◆ **TASK DIRECTIONS**
Set down, word for word, the stretch of lines from the one containing "Can you see the blue sky" to the end of the records below.

[Extracted records]
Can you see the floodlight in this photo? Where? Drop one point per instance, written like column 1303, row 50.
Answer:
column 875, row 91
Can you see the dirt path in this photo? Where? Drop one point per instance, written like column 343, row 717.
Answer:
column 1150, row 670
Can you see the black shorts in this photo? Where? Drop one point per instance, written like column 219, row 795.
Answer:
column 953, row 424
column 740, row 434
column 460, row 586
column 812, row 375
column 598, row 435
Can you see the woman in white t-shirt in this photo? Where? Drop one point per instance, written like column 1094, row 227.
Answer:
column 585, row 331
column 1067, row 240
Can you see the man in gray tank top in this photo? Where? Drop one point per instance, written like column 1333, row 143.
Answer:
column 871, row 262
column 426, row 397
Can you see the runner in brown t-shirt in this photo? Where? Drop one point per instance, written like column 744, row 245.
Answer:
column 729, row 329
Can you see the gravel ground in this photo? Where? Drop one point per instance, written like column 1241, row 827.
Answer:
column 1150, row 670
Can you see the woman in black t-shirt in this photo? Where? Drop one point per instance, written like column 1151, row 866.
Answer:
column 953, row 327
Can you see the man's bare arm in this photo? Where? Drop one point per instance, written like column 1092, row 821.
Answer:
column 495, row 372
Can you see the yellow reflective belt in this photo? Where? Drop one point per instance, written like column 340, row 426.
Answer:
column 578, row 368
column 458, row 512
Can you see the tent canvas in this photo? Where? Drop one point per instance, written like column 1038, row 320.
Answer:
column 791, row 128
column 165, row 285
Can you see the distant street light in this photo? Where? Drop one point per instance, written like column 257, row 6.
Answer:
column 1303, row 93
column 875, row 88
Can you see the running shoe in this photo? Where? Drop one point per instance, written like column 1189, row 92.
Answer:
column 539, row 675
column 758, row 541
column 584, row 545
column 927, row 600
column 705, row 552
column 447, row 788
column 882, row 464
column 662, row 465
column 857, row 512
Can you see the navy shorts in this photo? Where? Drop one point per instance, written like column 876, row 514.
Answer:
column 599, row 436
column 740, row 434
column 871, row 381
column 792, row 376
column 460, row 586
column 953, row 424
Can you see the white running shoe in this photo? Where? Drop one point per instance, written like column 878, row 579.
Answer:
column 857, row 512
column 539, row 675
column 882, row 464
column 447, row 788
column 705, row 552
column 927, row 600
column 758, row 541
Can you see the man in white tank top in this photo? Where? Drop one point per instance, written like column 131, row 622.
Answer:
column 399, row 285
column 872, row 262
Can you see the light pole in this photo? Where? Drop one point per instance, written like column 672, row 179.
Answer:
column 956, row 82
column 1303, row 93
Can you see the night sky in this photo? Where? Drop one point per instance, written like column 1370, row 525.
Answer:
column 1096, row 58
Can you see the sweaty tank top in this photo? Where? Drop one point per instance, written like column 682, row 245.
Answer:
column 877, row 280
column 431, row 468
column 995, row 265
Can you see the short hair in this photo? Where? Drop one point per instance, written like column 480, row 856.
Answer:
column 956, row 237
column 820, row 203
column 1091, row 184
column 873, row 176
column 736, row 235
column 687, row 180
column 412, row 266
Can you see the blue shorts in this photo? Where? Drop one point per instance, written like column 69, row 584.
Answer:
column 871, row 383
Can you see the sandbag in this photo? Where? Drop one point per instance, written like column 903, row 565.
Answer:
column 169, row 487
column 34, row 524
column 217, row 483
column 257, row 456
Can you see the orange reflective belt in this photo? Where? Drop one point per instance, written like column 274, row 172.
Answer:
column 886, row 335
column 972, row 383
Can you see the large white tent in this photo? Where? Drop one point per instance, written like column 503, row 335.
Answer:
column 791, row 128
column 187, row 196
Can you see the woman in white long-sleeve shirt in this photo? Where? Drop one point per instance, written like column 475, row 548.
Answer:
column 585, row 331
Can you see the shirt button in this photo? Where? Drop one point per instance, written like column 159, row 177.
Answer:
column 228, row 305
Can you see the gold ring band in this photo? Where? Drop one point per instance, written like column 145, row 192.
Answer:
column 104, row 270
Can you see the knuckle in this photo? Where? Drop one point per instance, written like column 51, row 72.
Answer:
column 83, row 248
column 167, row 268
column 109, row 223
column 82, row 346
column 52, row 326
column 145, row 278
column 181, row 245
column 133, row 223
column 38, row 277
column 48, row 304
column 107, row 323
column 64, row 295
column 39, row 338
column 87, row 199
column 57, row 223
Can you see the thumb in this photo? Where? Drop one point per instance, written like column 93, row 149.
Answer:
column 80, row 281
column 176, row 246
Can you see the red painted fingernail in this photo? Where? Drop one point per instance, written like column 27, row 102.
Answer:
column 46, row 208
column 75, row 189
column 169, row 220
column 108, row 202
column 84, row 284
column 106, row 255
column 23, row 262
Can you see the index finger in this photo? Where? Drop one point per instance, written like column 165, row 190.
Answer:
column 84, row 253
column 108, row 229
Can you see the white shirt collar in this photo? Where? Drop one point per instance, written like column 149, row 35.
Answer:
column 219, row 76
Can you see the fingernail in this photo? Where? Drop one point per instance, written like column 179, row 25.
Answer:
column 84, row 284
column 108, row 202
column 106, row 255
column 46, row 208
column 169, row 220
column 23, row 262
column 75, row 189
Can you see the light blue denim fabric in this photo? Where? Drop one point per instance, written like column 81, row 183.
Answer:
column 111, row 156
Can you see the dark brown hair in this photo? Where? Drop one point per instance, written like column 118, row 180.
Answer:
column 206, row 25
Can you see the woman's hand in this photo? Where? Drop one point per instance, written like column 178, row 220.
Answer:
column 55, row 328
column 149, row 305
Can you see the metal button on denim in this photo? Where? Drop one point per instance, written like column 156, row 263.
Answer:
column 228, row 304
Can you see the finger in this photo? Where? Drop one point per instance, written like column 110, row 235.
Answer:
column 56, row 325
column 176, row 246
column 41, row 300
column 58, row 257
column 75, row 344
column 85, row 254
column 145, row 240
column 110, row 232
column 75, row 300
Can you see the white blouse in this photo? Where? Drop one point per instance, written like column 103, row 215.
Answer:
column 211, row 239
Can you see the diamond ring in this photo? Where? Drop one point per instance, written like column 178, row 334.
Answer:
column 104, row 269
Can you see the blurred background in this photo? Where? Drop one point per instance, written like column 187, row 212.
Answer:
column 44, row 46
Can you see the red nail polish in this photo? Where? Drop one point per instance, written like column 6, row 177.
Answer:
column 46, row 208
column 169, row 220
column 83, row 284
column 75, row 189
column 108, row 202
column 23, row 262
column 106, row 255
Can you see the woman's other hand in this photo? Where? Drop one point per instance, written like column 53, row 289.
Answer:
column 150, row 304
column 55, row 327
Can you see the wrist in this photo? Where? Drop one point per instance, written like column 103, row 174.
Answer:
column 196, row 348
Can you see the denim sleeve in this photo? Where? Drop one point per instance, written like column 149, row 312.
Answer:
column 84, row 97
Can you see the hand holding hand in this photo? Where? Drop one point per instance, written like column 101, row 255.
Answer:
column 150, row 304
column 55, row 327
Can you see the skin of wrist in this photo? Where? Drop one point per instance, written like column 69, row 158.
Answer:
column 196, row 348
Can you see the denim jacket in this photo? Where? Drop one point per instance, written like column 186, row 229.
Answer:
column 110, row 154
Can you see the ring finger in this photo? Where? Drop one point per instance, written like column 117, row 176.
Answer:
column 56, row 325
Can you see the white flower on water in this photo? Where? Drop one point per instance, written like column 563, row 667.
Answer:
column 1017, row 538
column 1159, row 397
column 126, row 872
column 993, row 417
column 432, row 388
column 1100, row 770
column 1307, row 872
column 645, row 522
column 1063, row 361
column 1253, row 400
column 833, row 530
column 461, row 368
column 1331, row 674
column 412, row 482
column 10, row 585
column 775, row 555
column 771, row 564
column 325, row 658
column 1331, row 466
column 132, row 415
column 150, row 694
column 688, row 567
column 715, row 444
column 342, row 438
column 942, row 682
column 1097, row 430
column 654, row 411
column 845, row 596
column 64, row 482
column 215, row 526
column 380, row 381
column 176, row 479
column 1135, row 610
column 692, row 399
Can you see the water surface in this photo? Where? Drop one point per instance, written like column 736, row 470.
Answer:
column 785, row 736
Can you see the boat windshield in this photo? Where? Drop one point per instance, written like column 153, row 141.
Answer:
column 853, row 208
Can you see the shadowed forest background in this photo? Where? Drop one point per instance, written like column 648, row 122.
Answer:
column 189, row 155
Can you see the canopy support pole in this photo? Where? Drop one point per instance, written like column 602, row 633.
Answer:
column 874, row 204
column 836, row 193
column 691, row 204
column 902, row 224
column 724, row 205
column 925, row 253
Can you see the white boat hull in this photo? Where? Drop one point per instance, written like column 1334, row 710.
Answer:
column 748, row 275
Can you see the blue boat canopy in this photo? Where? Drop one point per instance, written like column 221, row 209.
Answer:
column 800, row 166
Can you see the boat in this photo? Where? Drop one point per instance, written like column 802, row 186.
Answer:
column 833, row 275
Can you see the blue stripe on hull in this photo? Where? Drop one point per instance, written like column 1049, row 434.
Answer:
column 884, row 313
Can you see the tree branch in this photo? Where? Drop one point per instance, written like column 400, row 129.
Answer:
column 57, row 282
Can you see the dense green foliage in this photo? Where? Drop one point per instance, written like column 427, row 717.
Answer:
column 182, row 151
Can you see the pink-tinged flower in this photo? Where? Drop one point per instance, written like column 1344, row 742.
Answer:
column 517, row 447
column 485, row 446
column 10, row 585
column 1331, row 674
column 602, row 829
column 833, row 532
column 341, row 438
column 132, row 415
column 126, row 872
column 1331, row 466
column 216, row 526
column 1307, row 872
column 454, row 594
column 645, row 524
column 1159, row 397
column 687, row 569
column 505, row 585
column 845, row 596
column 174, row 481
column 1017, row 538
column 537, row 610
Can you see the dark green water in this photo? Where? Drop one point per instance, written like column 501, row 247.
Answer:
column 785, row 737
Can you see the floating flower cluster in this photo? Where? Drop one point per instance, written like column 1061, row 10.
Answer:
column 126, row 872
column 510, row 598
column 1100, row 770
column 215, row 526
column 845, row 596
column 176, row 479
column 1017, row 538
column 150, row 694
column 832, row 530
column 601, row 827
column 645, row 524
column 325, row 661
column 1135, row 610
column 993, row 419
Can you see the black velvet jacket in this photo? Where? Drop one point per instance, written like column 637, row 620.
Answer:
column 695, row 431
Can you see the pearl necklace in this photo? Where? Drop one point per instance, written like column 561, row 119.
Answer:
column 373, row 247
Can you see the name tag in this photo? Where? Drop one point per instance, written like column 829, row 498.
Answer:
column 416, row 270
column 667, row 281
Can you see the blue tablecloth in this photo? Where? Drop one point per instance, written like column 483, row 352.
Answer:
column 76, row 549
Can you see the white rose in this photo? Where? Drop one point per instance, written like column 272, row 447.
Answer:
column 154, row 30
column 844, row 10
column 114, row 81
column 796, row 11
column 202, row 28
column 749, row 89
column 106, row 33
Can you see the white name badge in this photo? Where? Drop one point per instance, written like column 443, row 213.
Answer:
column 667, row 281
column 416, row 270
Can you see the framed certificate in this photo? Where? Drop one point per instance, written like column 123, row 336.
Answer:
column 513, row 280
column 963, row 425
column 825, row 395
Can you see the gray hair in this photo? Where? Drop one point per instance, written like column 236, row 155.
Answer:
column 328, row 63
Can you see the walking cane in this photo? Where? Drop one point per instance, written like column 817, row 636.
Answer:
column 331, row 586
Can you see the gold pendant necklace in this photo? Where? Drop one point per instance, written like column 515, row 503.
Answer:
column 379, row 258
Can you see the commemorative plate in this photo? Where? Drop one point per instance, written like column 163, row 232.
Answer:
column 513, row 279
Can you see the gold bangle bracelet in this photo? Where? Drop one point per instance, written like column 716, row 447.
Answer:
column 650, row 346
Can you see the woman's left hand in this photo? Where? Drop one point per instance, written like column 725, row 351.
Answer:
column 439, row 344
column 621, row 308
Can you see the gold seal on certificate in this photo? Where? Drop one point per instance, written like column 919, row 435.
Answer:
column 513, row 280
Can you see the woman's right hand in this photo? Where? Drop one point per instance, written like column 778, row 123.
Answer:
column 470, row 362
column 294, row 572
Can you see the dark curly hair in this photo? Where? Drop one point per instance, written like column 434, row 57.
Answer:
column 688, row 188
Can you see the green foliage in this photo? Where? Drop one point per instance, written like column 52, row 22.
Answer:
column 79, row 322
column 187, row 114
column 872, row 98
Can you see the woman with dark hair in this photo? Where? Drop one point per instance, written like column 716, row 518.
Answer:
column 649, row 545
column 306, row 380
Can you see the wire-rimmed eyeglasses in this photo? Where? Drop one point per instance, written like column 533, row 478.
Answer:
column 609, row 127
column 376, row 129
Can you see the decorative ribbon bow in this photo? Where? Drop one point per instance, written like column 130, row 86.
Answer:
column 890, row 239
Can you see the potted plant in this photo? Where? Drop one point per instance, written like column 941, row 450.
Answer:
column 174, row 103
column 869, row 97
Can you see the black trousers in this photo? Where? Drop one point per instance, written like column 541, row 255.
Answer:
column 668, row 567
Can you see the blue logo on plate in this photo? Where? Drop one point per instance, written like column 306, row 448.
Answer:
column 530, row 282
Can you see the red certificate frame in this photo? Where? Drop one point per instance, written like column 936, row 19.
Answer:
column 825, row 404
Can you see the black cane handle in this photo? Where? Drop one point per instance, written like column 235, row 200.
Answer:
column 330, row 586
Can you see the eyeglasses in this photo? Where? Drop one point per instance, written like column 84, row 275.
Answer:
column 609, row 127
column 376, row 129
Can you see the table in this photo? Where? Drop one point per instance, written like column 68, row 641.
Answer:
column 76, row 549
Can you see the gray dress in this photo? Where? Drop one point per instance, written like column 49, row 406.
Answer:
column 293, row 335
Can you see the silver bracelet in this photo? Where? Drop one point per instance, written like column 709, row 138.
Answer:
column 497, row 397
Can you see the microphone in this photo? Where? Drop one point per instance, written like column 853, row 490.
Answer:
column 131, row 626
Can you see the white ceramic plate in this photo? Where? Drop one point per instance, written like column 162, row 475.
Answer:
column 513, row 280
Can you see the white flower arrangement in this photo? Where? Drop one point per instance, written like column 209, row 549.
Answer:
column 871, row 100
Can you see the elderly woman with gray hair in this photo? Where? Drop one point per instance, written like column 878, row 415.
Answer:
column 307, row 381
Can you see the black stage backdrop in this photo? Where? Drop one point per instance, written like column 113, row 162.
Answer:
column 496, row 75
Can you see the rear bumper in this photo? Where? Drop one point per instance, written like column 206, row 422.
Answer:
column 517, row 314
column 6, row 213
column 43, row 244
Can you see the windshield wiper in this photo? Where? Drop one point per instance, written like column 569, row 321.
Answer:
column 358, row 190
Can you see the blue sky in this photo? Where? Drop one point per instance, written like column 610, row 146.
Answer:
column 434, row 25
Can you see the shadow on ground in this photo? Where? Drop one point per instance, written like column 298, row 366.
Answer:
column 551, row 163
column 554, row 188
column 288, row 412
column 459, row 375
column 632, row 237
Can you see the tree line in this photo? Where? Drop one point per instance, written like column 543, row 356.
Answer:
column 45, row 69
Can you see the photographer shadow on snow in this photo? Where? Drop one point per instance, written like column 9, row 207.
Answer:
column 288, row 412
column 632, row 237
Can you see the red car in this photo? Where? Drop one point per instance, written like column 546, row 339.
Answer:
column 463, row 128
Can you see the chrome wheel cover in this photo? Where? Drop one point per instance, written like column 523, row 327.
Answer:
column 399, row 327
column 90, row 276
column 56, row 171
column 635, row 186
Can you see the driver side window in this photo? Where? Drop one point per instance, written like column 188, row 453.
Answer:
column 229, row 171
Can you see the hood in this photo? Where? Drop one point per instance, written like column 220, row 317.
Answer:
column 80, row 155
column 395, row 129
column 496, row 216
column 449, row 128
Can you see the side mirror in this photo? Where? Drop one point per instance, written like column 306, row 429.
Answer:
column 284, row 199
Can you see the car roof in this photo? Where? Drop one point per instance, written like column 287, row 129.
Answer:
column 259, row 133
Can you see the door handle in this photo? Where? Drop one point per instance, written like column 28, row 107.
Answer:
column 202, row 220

◆ **REPLY TO THE EXERCISE**
Can you see the blue sky in this photo? Where? Drop one point per instance, written like column 610, row 146.
Answer:
column 434, row 25
Can you see the shadow on ground in this photo? Where? Drop one point per instance, written like column 298, row 366.
Answer:
column 551, row 163
column 554, row 188
column 288, row 412
column 459, row 375
column 632, row 237
Can you see the tree line in this photo? Where? Drop one point per instance, written like column 543, row 356.
Answer:
column 45, row 69
Can you see the photographer shadow on snow in this photo? Where? Drop one point per instance, written like column 9, row 207.
Answer:
column 288, row 412
column 632, row 237
Can you see the red car in this photo? Where? Drop one point per instance, written like column 546, row 339.
Answer:
column 463, row 128
Can you see the chrome wheel cover in this photo? Where? Drop one point per instance, written like column 523, row 327.
Answer:
column 399, row 327
column 90, row 276
column 56, row 171
column 635, row 186
Can you see the driver side window in this photo? Where? Drop one point per instance, written like column 188, row 453.
Answer:
column 229, row 171
Can you see the hood in this photo? Where? Drop one point per instance, written like column 220, row 317.
Answer:
column 80, row 155
column 395, row 129
column 496, row 216
column 449, row 128
Can you see the side mirror in this photo? Where? Drop one point per instance, written like column 306, row 429.
Answer:
column 284, row 199
Can you see the car roof in this photo? Where? Drop one point per instance, written like column 287, row 129.
Answer:
column 259, row 133
Can you see the door handle in this photo? Where? Drop one point per instance, written like column 28, row 107.
Answer:
column 202, row 220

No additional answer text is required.